Whenever a line in the following entries includes "leaf", tally it. Report nothing except the final count.

Collected data entries:
=-=-=

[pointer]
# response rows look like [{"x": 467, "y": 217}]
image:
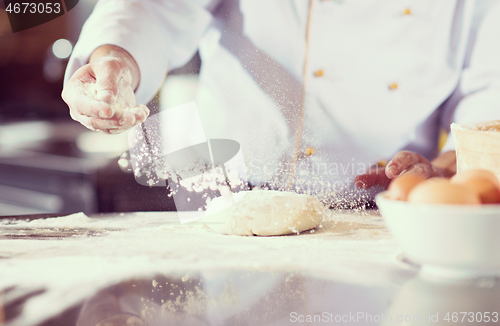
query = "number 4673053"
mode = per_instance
[{"x": 33, "y": 8}]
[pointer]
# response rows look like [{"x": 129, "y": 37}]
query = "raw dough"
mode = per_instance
[{"x": 264, "y": 212}]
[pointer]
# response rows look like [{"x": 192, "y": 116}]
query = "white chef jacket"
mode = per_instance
[{"x": 382, "y": 76}]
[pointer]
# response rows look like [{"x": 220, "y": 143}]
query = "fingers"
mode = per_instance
[
  {"x": 422, "y": 169},
  {"x": 78, "y": 101},
  {"x": 403, "y": 161},
  {"x": 372, "y": 178},
  {"x": 110, "y": 76}
]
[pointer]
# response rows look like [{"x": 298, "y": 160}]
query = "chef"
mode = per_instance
[{"x": 324, "y": 97}]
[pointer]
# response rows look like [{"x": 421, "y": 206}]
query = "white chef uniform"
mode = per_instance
[{"x": 379, "y": 73}]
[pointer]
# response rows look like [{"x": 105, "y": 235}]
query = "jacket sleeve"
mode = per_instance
[
  {"x": 480, "y": 82},
  {"x": 160, "y": 35}
]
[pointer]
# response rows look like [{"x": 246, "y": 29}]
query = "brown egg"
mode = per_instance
[
  {"x": 401, "y": 186},
  {"x": 442, "y": 191},
  {"x": 488, "y": 192},
  {"x": 463, "y": 177}
]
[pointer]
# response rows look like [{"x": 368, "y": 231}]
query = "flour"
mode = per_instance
[
  {"x": 264, "y": 212},
  {"x": 124, "y": 101},
  {"x": 69, "y": 221}
]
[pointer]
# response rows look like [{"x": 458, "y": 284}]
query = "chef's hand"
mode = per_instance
[
  {"x": 408, "y": 162},
  {"x": 112, "y": 69}
]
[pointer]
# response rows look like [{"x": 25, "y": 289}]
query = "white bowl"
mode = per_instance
[{"x": 447, "y": 240}]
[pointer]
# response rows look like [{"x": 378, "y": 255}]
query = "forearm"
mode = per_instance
[
  {"x": 446, "y": 163},
  {"x": 122, "y": 57}
]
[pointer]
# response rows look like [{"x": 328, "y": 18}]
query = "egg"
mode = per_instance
[
  {"x": 401, "y": 186},
  {"x": 483, "y": 182},
  {"x": 442, "y": 191},
  {"x": 464, "y": 176}
]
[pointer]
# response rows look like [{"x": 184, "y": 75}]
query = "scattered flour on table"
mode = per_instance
[
  {"x": 264, "y": 212},
  {"x": 125, "y": 99},
  {"x": 69, "y": 221}
]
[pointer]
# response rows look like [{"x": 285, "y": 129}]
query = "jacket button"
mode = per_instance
[
  {"x": 382, "y": 163},
  {"x": 319, "y": 73}
]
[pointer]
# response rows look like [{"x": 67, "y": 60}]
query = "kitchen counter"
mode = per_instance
[{"x": 81, "y": 270}]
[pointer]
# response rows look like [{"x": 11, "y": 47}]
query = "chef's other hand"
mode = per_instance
[
  {"x": 113, "y": 70},
  {"x": 408, "y": 162}
]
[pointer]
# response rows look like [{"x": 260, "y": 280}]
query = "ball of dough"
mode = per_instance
[{"x": 264, "y": 212}]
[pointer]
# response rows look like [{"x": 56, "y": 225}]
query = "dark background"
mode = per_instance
[{"x": 50, "y": 173}]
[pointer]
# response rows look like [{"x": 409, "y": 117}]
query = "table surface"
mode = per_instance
[{"x": 86, "y": 269}]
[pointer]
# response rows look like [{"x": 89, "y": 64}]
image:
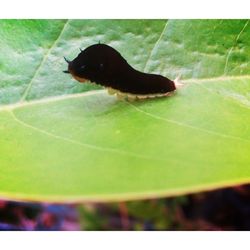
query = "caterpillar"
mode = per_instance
[{"x": 103, "y": 65}]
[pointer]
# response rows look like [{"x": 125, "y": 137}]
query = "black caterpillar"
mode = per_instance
[{"x": 104, "y": 65}]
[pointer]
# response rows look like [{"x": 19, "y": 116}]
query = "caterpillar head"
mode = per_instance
[{"x": 96, "y": 63}]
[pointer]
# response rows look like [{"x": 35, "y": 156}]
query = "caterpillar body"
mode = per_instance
[{"x": 103, "y": 65}]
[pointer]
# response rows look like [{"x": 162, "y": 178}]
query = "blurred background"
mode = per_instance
[{"x": 223, "y": 209}]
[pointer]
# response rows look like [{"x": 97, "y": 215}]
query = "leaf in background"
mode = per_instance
[{"x": 64, "y": 141}]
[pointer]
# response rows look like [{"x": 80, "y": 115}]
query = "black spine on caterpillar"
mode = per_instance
[{"x": 104, "y": 65}]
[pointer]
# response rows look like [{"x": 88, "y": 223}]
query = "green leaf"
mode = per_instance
[{"x": 65, "y": 141}]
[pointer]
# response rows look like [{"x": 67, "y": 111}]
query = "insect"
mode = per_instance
[{"x": 103, "y": 65}]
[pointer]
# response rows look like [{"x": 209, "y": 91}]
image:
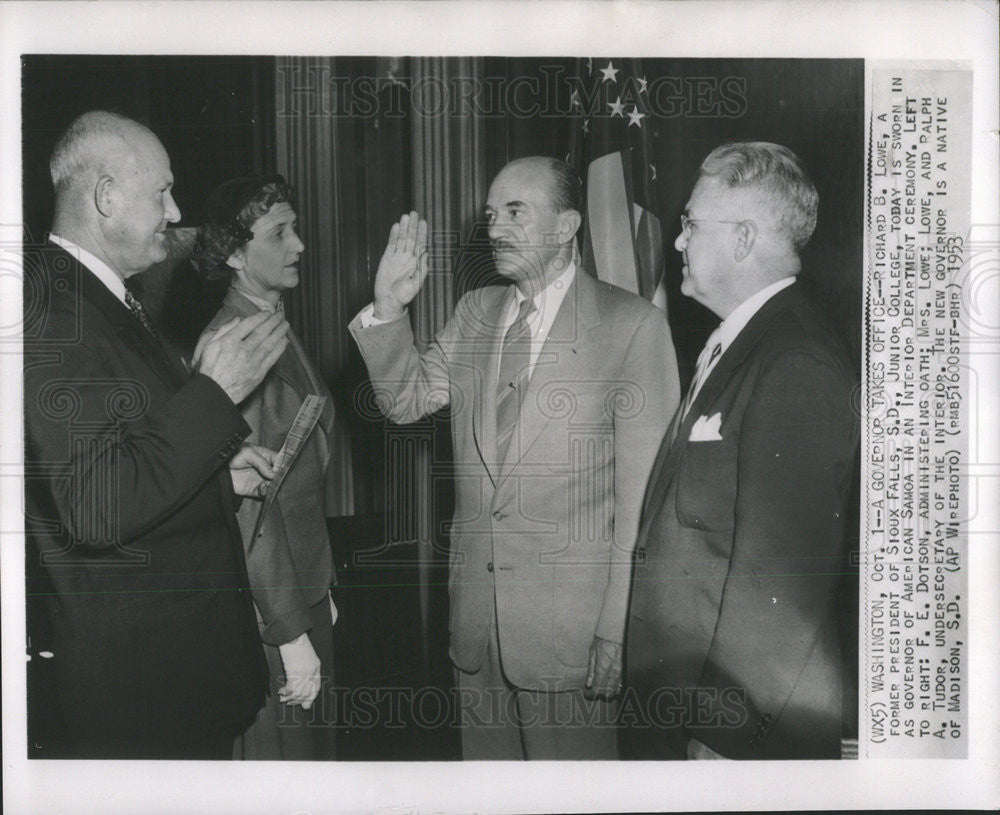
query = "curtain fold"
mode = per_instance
[{"x": 449, "y": 188}]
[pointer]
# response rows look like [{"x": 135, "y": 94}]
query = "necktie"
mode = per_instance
[
  {"x": 140, "y": 313},
  {"x": 708, "y": 355},
  {"x": 514, "y": 358}
]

=-=-=

● YOUR RESPONSE: 2